[RECORDS TO PROCESS — start]

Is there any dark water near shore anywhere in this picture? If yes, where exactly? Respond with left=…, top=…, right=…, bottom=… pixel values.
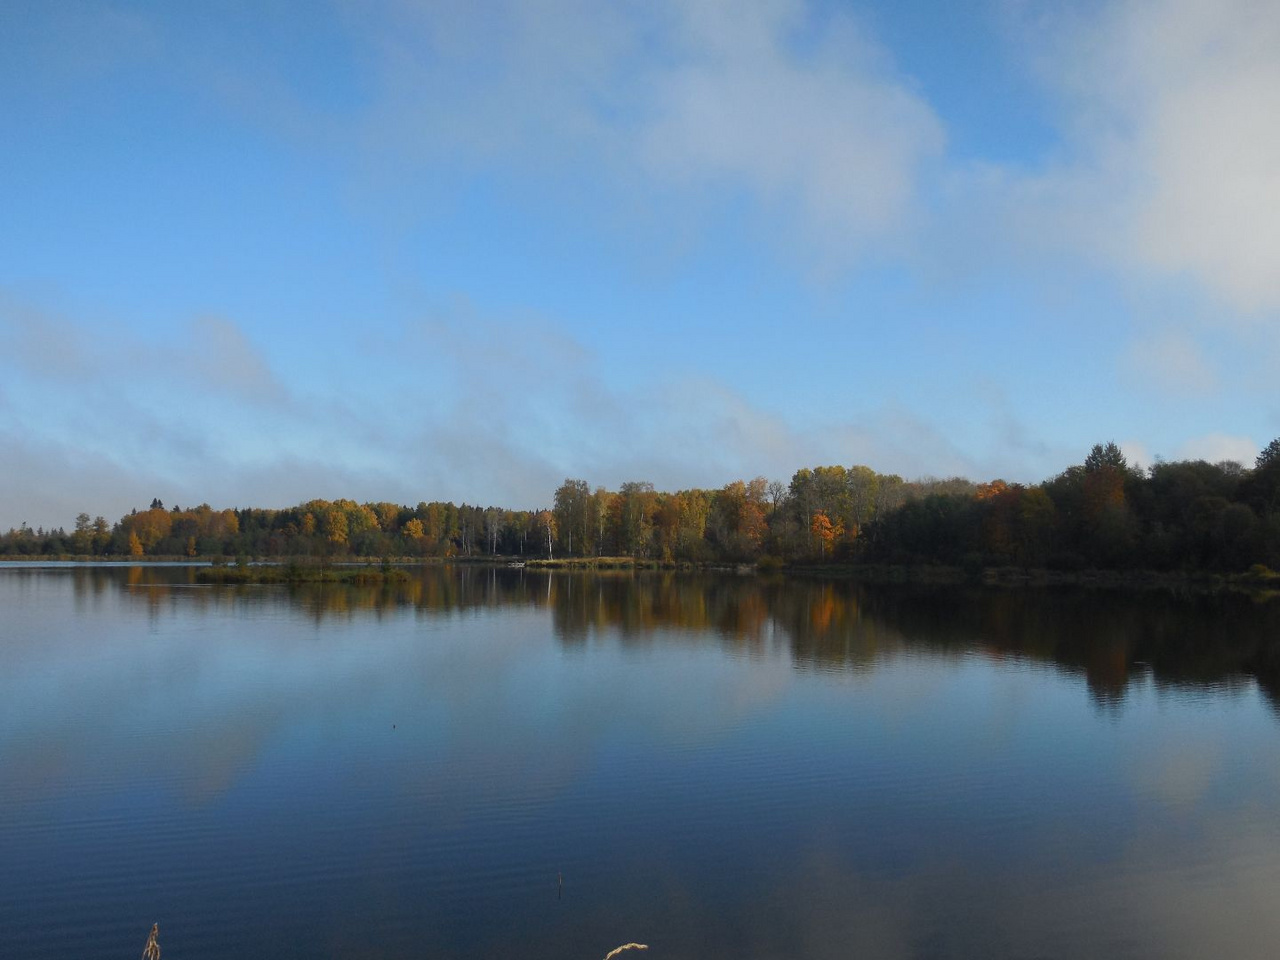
left=3, top=565, right=1280, bottom=959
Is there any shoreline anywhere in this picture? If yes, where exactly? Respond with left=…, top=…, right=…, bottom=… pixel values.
left=2, top=555, right=1278, bottom=594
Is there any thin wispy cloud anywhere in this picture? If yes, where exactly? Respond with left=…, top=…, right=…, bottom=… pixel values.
left=1125, top=332, right=1219, bottom=396
left=335, top=0, right=944, bottom=263
left=1, top=288, right=1068, bottom=528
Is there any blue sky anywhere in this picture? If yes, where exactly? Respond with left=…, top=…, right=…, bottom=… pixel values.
left=3, top=0, right=1279, bottom=528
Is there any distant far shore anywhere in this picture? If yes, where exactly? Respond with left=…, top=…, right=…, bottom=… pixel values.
left=3, top=554, right=1278, bottom=594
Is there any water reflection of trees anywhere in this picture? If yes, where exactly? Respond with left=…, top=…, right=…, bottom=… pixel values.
left=847, top=584, right=1280, bottom=709
left=95, top=564, right=555, bottom=623
left=93, top=565, right=1280, bottom=710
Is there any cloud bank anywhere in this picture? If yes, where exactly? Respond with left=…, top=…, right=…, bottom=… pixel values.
left=1010, top=0, right=1280, bottom=317
left=340, top=0, right=945, bottom=263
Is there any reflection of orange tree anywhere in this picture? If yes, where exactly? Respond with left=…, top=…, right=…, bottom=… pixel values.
left=809, top=584, right=837, bottom=636
left=768, top=581, right=890, bottom=669
left=90, top=565, right=1280, bottom=710
left=549, top=572, right=773, bottom=650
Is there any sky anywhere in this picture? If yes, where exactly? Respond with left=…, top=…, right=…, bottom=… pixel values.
left=2, top=0, right=1279, bottom=529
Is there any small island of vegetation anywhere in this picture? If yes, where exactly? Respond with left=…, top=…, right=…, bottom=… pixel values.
left=195, top=560, right=411, bottom=585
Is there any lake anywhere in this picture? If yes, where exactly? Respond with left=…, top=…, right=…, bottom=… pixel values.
left=3, top=564, right=1280, bottom=959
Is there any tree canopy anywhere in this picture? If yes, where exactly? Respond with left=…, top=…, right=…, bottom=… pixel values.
left=6, top=440, right=1280, bottom=574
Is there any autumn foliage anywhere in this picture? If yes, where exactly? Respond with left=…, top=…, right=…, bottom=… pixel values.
left=5, top=441, right=1280, bottom=573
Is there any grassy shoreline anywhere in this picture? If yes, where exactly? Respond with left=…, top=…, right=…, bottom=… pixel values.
left=4, top=554, right=1278, bottom=594
left=196, top=564, right=412, bottom=585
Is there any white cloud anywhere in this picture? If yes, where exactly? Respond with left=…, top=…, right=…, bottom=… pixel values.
left=637, top=0, right=944, bottom=261
left=1015, top=0, right=1280, bottom=316
left=1175, top=432, right=1257, bottom=465
left=343, top=0, right=943, bottom=263
left=1120, top=440, right=1152, bottom=473
left=354, top=0, right=1280, bottom=310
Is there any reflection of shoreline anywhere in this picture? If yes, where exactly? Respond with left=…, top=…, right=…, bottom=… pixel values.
left=6, top=574, right=1280, bottom=960
left=9, top=553, right=1280, bottom=592
left=53, top=565, right=1280, bottom=713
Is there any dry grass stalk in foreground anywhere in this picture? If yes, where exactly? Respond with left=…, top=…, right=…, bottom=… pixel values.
left=602, top=944, right=648, bottom=960
left=141, top=923, right=161, bottom=960
left=136, top=921, right=639, bottom=959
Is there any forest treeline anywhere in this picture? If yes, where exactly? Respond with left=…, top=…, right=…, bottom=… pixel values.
left=4, top=440, right=1280, bottom=573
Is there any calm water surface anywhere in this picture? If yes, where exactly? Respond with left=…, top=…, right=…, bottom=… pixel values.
left=3, top=565, right=1280, bottom=959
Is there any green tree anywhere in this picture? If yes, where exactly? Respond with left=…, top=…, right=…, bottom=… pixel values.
left=1257, top=437, right=1280, bottom=470
left=72, top=513, right=93, bottom=554
left=1085, top=441, right=1128, bottom=472
left=553, top=479, right=591, bottom=556
left=618, top=481, right=656, bottom=557
left=535, top=510, right=557, bottom=559
left=91, top=516, right=110, bottom=554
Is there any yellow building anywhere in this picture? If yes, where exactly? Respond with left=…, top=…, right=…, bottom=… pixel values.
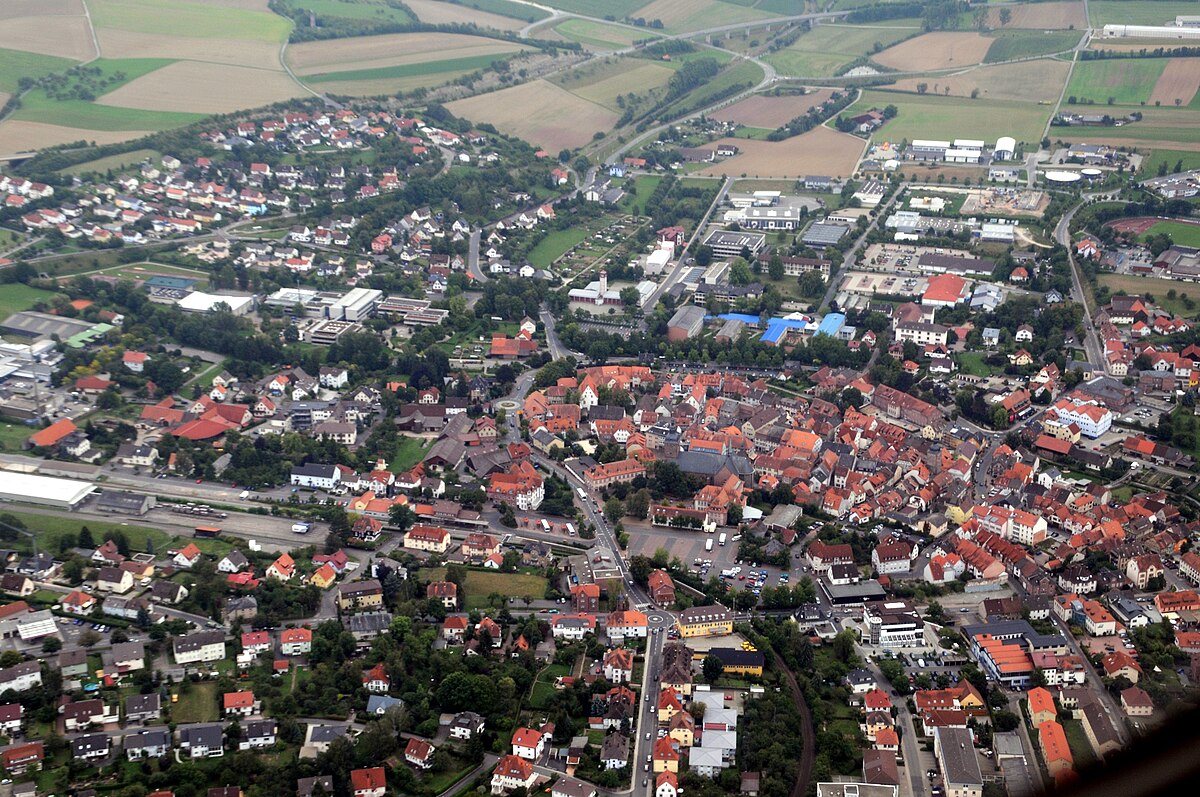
left=676, top=606, right=733, bottom=638
left=701, top=647, right=764, bottom=678
left=404, top=524, right=451, bottom=553
left=309, top=564, right=337, bottom=590
left=337, top=579, right=384, bottom=612
left=667, top=711, right=695, bottom=748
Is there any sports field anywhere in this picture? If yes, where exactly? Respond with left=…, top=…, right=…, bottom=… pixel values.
left=695, top=125, right=864, bottom=179
left=1145, top=220, right=1200, bottom=248
left=983, top=30, right=1081, bottom=62
left=763, top=22, right=919, bottom=77
left=1066, top=58, right=1169, bottom=106
left=407, top=0, right=527, bottom=29
left=848, top=89, right=1052, bottom=144
left=890, top=58, right=1071, bottom=104
left=874, top=32, right=992, bottom=71
left=448, top=79, right=618, bottom=150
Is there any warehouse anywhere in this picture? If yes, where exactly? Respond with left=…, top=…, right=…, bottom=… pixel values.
left=667, top=305, right=707, bottom=342
left=0, top=471, right=95, bottom=509
left=176, top=292, right=255, bottom=316
left=94, top=490, right=156, bottom=516
left=802, top=222, right=849, bottom=248
left=0, top=312, right=98, bottom=341
left=327, top=287, right=383, bottom=322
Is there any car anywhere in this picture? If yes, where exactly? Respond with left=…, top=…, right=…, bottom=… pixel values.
left=196, top=478, right=203, bottom=483
left=959, top=607, right=970, bottom=613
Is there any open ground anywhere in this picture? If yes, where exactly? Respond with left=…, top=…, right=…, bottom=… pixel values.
left=695, top=125, right=865, bottom=179
left=763, top=22, right=919, bottom=77
left=850, top=88, right=1051, bottom=144
left=890, top=58, right=1071, bottom=104
left=987, top=1, right=1087, bottom=29
left=448, top=80, right=618, bottom=150
left=97, top=62, right=304, bottom=114
left=1149, top=59, right=1200, bottom=108
left=873, top=32, right=992, bottom=71
left=710, top=90, right=835, bottom=128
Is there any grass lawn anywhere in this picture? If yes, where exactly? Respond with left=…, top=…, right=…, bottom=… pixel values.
left=462, top=571, right=548, bottom=609
left=392, top=436, right=432, bottom=471
left=1145, top=220, right=1200, bottom=248
left=618, top=175, right=664, bottom=213
left=764, top=22, right=919, bottom=77
left=0, top=509, right=172, bottom=556
left=529, top=227, right=596, bottom=268
left=306, top=51, right=521, bottom=84
left=0, top=283, right=57, bottom=315
left=60, top=148, right=161, bottom=177
left=187, top=359, right=228, bottom=389
left=1142, top=149, right=1200, bottom=176
left=421, top=757, right=477, bottom=793
left=0, top=420, right=36, bottom=455
left=1062, top=717, right=1098, bottom=769
left=958, top=351, right=1001, bottom=376
left=1065, top=58, right=1169, bottom=106
left=170, top=681, right=219, bottom=724
left=1099, top=273, right=1200, bottom=317
left=848, top=88, right=1051, bottom=145
left=984, top=30, right=1081, bottom=62
left=0, top=47, right=76, bottom=95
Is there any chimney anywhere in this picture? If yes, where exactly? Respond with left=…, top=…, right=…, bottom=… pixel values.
left=599, top=270, right=608, bottom=297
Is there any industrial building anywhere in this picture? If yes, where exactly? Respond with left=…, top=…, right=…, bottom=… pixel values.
left=702, top=230, right=766, bottom=259
left=176, top=292, right=255, bottom=316
left=327, top=287, right=383, bottom=322
left=802, top=222, right=850, bottom=248
left=0, top=471, right=96, bottom=509
left=666, top=305, right=706, bottom=341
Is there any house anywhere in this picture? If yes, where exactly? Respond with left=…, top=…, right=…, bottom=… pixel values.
left=350, top=767, right=387, bottom=797
left=218, top=551, right=249, bottom=573
left=656, top=772, right=679, bottom=797
left=223, top=691, right=256, bottom=717
left=491, top=754, right=535, bottom=795
left=676, top=605, right=734, bottom=638
left=553, top=777, right=597, bottom=797
left=60, top=589, right=97, bottom=615
left=0, top=573, right=33, bottom=598
left=366, top=695, right=404, bottom=716
left=72, top=733, right=111, bottom=762
left=363, top=662, right=390, bottom=693
left=111, top=640, right=146, bottom=672
left=1028, top=687, right=1057, bottom=726
left=511, top=726, right=546, bottom=760
left=603, top=647, right=634, bottom=683
left=427, top=581, right=458, bottom=609
left=602, top=732, right=630, bottom=769
left=266, top=553, right=296, bottom=581
left=1121, top=686, right=1154, bottom=717
left=648, top=569, right=676, bottom=606
left=0, top=703, right=21, bottom=735
left=174, top=543, right=204, bottom=569
left=338, top=579, right=384, bottom=611
left=281, top=627, right=313, bottom=656
left=173, top=631, right=226, bottom=664
left=241, top=719, right=277, bottom=750
left=449, top=711, right=485, bottom=740
left=404, top=525, right=451, bottom=553
left=125, top=693, right=161, bottom=724
left=652, top=736, right=679, bottom=773
left=404, top=737, right=435, bottom=770
left=298, top=777, right=335, bottom=797
left=1, top=742, right=43, bottom=774
left=97, top=566, right=134, bottom=593
left=126, top=728, right=171, bottom=760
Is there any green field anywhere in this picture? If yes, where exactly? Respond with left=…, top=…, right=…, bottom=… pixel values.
left=298, top=0, right=415, bottom=23
left=958, top=351, right=1002, bottom=376
left=1098, top=273, right=1199, bottom=317
left=15, top=58, right=205, bottom=131
left=0, top=283, right=57, bottom=316
left=1143, top=149, right=1200, bottom=175
left=0, top=420, right=35, bottom=455
left=392, top=436, right=432, bottom=471
left=0, top=48, right=77, bottom=95
left=984, top=30, right=1081, bottom=63
left=1089, top=1, right=1200, bottom=26
left=555, top=18, right=655, bottom=49
left=849, top=88, right=1051, bottom=144
left=171, top=681, right=219, bottom=723
left=541, top=0, right=647, bottom=16
left=529, top=227, right=596, bottom=268
left=455, top=0, right=550, bottom=22
left=61, top=148, right=162, bottom=176
left=306, top=51, right=521, bottom=84
left=1146, top=220, right=1200, bottom=247
left=0, top=510, right=173, bottom=556
left=666, top=58, right=764, bottom=114
left=1065, top=58, right=1169, bottom=106
left=90, top=0, right=291, bottom=41
left=764, top=22, right=919, bottom=76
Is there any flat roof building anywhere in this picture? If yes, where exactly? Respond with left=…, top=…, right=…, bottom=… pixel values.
left=0, top=471, right=95, bottom=509
left=702, top=230, right=766, bottom=259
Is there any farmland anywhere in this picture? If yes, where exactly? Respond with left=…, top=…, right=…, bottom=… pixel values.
left=890, top=58, right=1071, bottom=104
left=633, top=0, right=776, bottom=33
left=695, top=125, right=865, bottom=179
left=553, top=18, right=654, bottom=50
left=1089, top=1, right=1200, bottom=26
left=0, top=0, right=96, bottom=61
left=447, top=80, right=618, bottom=150
left=541, top=0, right=646, bottom=16
left=710, top=90, right=836, bottom=128
left=1149, top=59, right=1200, bottom=108
left=0, top=121, right=154, bottom=155
left=873, top=32, right=992, bottom=71
left=288, top=32, right=519, bottom=73
left=1066, top=58, right=1169, bottom=106
left=848, top=89, right=1051, bottom=144
left=292, top=0, right=414, bottom=24
left=90, top=0, right=290, bottom=40
left=406, top=0, right=526, bottom=29
left=553, top=59, right=676, bottom=111
left=983, top=30, right=1081, bottom=62
left=986, top=1, right=1087, bottom=29
left=763, top=22, right=919, bottom=77
left=98, top=62, right=303, bottom=114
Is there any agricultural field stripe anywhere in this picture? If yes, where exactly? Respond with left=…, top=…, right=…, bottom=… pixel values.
left=304, top=51, right=519, bottom=84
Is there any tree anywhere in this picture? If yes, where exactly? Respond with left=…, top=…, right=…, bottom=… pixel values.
left=999, top=7, right=1011, bottom=25
left=619, top=286, right=641, bottom=308
left=917, top=82, right=929, bottom=95
left=768, top=254, right=784, bottom=281
left=625, top=488, right=650, bottom=519
left=694, top=245, right=713, bottom=267
left=42, top=636, right=62, bottom=653
left=702, top=654, right=723, bottom=683
left=603, top=496, right=624, bottom=523
left=994, top=710, right=1020, bottom=731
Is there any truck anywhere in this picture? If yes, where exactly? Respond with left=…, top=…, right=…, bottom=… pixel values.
left=292, top=522, right=311, bottom=534
left=705, top=538, right=714, bottom=553
left=720, top=568, right=736, bottom=578
left=718, top=532, right=727, bottom=546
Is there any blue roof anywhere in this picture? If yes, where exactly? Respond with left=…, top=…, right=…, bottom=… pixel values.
left=713, top=313, right=761, bottom=325
left=144, top=276, right=197, bottom=289
left=814, top=313, right=846, bottom=338
left=761, top=317, right=808, bottom=344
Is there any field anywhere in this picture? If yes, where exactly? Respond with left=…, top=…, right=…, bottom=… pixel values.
left=0, top=0, right=95, bottom=61
left=422, top=567, right=549, bottom=610
left=0, top=48, right=77, bottom=94
left=97, top=62, right=303, bottom=114
left=0, top=509, right=172, bottom=556
left=392, top=436, right=432, bottom=471
left=448, top=80, right=618, bottom=150
left=552, top=58, right=675, bottom=111
left=1145, top=220, right=1200, bottom=248
left=666, top=59, right=764, bottom=115
left=890, top=58, right=1071, bottom=104
left=1098, top=273, right=1200, bottom=318
left=0, top=420, right=35, bottom=455
left=407, top=0, right=527, bottom=29
left=983, top=30, right=1081, bottom=62
left=60, top=147, right=161, bottom=176
left=288, top=32, right=518, bottom=73
left=849, top=88, right=1051, bottom=144
left=1089, top=1, right=1200, bottom=26
left=0, top=121, right=153, bottom=155
left=633, top=0, right=776, bottom=33
left=171, top=681, right=219, bottom=723
left=0, top=283, right=57, bottom=316
left=873, top=32, right=992, bottom=71
left=540, top=0, right=646, bottom=16
left=710, top=90, right=835, bottom=128
left=696, top=125, right=865, bottom=179
left=1142, top=149, right=1200, bottom=175
left=529, top=227, right=598, bottom=269
left=763, top=22, right=919, bottom=77
left=297, top=0, right=414, bottom=23
left=1149, top=58, right=1200, bottom=107
left=987, top=1, right=1087, bottom=29
left=554, top=18, right=653, bottom=50
left=89, top=0, right=290, bottom=40
left=1066, top=58, right=1169, bottom=105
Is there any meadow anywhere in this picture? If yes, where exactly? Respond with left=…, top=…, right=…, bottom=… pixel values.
left=1089, top=1, right=1200, bottom=26
left=1066, top=58, right=1169, bottom=106
left=1142, top=149, right=1200, bottom=175
left=0, top=283, right=57, bottom=316
left=848, top=89, right=1051, bottom=144
left=0, top=47, right=76, bottom=94
left=1098, top=273, right=1200, bottom=318
left=763, top=22, right=918, bottom=77
left=983, top=30, right=1081, bottom=62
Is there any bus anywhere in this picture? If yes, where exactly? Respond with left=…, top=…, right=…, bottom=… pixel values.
left=718, top=533, right=727, bottom=546
left=705, top=538, right=714, bottom=552
left=566, top=523, right=576, bottom=537
left=541, top=519, right=551, bottom=533
left=194, top=526, right=221, bottom=538
left=577, top=487, right=588, bottom=501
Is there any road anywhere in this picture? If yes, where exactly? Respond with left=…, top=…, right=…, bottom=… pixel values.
left=539, top=309, right=573, bottom=361
left=640, top=177, right=731, bottom=313
left=820, top=188, right=902, bottom=311
left=468, top=228, right=486, bottom=284
left=1054, top=196, right=1105, bottom=368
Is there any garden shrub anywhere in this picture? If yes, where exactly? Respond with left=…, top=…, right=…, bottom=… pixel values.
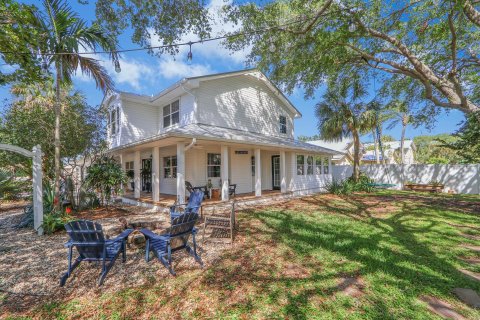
left=326, top=173, right=374, bottom=195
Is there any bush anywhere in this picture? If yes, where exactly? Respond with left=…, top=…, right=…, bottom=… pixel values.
left=326, top=173, right=374, bottom=195
left=85, top=156, right=126, bottom=206
left=42, top=208, right=74, bottom=235
left=0, top=169, right=27, bottom=200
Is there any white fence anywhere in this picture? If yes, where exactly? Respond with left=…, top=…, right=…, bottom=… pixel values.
left=332, top=164, right=480, bottom=195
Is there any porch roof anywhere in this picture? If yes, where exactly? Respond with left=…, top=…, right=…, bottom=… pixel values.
left=110, top=123, right=340, bottom=155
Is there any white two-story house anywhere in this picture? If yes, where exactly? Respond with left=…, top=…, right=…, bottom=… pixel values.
left=102, top=69, right=337, bottom=204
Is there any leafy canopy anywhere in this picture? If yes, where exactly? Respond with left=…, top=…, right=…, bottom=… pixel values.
left=0, top=80, right=105, bottom=179
left=440, top=113, right=480, bottom=163
left=225, top=0, right=480, bottom=115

[RECORDS TO PROCESS — finish]

INSTRUCTIONS TO FOLLOW: Please retype the entries above word for word, but only from the line containing "Is there any garden" through the last line, and without the pictures.

RESPONSE BELOW:
Is there any garden shrub anywhere in this picture? If yes, where exactly? Respond with left=…, top=…, right=…, bottom=… pixel values.
left=326, top=173, right=374, bottom=195
Is there any bush anywhere in this picture? If yes, where exactly? Respond with left=…, top=…, right=…, bottom=… pixel values.
left=326, top=173, right=374, bottom=195
left=85, top=156, right=126, bottom=206
left=42, top=208, right=74, bottom=235
left=0, top=169, right=27, bottom=200
Is there any white fence anywhere in this picture? If yes, where exactly? Respond with left=…, top=…, right=…, bottom=… pixel values.
left=332, top=164, right=480, bottom=195
Is there any porch roof anywhere in this picture? If yes, where exactly? Respond with left=…, top=…, right=…, bottom=… pixel values.
left=110, top=123, right=340, bottom=155
Is there any white two-story house anywhere in this picture? If yes, where exactly? Respond with left=…, top=…, right=…, bottom=… pixel values.
left=102, top=69, right=337, bottom=204
Is there any leafy canopy anywhere in this picture? If yes, where exactly? Respond with left=…, top=…, right=…, bottom=… pixel values.
left=0, top=80, right=105, bottom=179
left=440, top=113, right=480, bottom=163
left=225, top=0, right=480, bottom=115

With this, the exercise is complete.